-- DATASET ENTRIES follows --

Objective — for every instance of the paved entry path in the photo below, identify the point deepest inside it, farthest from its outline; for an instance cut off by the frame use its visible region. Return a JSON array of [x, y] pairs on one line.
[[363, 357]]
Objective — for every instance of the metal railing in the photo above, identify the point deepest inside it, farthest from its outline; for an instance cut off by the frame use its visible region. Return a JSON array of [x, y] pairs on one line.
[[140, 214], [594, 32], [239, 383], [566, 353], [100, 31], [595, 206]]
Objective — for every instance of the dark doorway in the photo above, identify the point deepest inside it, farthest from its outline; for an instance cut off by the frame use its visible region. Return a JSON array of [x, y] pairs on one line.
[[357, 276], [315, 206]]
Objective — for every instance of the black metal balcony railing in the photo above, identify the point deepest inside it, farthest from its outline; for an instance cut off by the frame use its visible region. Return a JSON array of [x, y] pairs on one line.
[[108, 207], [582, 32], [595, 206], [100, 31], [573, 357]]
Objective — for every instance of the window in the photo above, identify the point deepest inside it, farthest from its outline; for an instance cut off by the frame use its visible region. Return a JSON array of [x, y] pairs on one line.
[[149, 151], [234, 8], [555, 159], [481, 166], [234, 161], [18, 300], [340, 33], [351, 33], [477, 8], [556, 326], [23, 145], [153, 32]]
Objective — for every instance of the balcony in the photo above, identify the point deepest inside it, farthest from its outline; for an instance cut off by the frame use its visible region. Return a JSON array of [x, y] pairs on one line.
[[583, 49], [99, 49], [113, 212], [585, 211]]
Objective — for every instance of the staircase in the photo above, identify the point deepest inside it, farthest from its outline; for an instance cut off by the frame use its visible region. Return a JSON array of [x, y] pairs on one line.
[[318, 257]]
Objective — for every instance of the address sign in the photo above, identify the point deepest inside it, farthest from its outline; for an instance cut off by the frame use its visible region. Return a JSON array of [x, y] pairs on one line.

-- DATASET ENTRIES concluded --

Repeat each record exactly, leaving nothing out.

Objective — for every instance of the paved entry path in the photo below, identify the point deepest inside it, farthest from its outline; for an instance cut off by the frame use its visible region. Return a JSON array of [x, y] pairs on one line.
[[363, 357]]
Objective — for every instance of the metal railing in the photo above, identify the point deepest inside it, farthest from its outline; for an instance cut off by the frame use its visible region. Return a JSON array of [x, y] pairs on one line.
[[140, 214], [594, 32], [239, 383], [566, 353], [100, 31], [595, 206]]
Objective — for every instance of the dark doorway in the photo above, identify the point deepest inside it, farthest from its outline; for an instance cut off by the frame use its visible region. Return a JSON array of [x, y] pairs on one line.
[[357, 276], [315, 206]]
Objective — for every instance of the black metal balcony railing in the photo above, identify the point deepest inside it, farthest from its outline; for an instance cut off by the frame use its visible region. Return a JSON array of [x, y] pairs on one line.
[[108, 207], [582, 32], [595, 206], [100, 31], [573, 357]]
Objective — for every instance of the window in the photo above, identify the point deepest inside it, farthest from its outline; for an instance cut off by the frame use its visible region. Return a JSON array of [x, y] pairs on one line.
[[149, 151], [234, 8], [555, 159], [481, 166], [234, 161], [18, 300], [340, 33], [351, 33], [477, 8], [556, 326], [23, 145], [153, 32]]
Objective — for every instance of the balcony in the photo above, identify the point deepest inside it, farthest from its outline; for an instance cut off by the frame use its visible region. Return a JSON array of [x, y] pairs on one line.
[[583, 49], [99, 49], [113, 212], [585, 211]]
Objective — for every instance of the staircase in the photo above, identify the point deepest inside it, farthest from its outline; for an instance cut off by the frame use its visible region. Return a JSON array of [x, y] pairs on one line.
[[318, 257]]
Objective — for every instance of the address sign in the photo above, identify the point deepest inside it, farthest from its outline; for an instance cut off by the frame use its visible region. Return a JSON array of [x, y] pairs on one line.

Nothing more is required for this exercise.